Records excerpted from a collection
════════════════

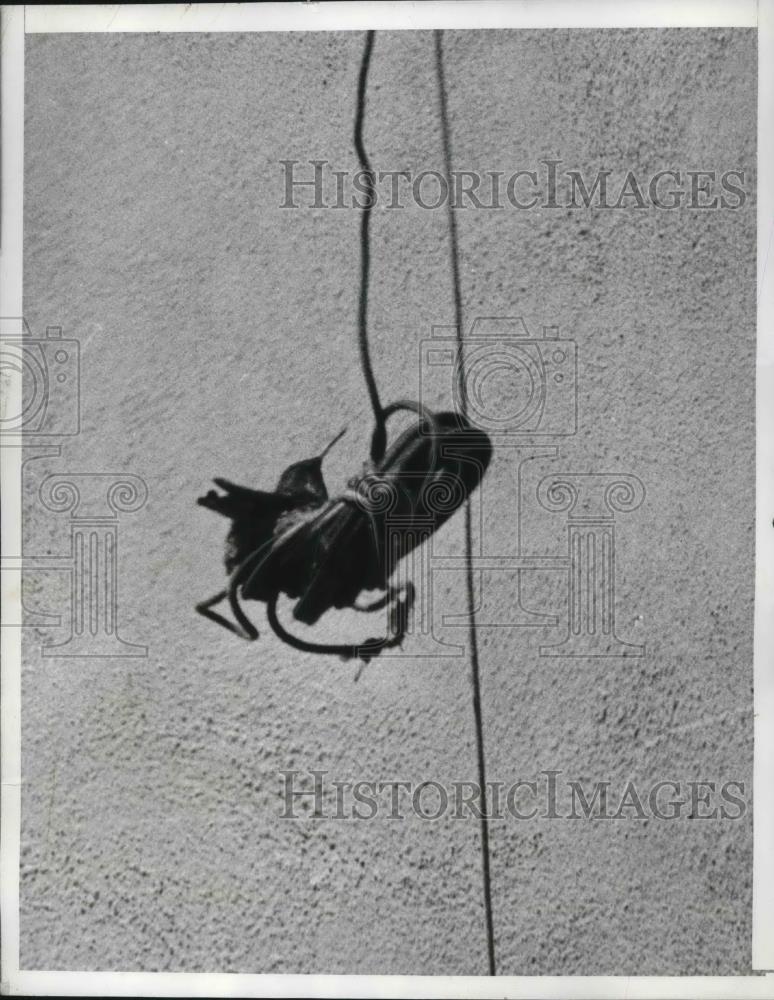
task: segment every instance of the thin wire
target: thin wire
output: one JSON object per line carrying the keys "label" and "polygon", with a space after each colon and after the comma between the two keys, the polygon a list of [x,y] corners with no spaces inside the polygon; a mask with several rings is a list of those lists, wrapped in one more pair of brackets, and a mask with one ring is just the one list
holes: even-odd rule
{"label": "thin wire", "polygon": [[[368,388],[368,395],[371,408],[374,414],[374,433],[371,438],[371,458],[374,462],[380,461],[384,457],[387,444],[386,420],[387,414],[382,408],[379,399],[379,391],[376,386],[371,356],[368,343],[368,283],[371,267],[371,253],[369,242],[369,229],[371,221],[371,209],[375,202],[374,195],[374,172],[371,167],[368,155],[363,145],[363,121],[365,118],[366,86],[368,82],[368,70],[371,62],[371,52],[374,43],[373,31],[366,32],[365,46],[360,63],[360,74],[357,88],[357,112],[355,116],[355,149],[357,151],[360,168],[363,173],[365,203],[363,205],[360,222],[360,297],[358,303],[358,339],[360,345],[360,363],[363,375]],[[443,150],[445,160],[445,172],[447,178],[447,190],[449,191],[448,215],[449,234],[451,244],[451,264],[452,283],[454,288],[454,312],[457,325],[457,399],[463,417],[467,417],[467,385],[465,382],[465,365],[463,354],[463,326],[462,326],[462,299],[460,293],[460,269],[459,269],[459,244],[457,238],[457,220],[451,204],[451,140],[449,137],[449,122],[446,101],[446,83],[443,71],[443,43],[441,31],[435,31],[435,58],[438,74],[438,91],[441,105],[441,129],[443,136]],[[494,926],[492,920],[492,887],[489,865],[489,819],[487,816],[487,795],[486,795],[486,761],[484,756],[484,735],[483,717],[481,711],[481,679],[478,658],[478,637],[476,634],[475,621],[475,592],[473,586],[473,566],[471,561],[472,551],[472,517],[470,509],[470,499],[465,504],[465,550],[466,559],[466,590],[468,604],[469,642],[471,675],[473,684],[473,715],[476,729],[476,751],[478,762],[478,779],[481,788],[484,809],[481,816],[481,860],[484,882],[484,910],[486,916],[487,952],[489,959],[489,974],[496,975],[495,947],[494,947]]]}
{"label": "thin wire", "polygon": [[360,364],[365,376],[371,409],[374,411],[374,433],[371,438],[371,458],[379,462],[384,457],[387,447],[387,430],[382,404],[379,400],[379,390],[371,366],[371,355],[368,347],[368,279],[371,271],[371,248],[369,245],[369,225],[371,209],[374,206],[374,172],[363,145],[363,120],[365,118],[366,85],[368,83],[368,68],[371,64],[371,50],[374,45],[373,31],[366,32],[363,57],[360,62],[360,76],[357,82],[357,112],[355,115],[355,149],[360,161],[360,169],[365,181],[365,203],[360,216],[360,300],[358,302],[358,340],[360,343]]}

════════════════

-- What this task involves --
Pictures stay out. Print the data exactly, from its first line through the line containing "target: thin wire".

-- Solution for this task --
task: segment every instance of the thin wire
target: thin wire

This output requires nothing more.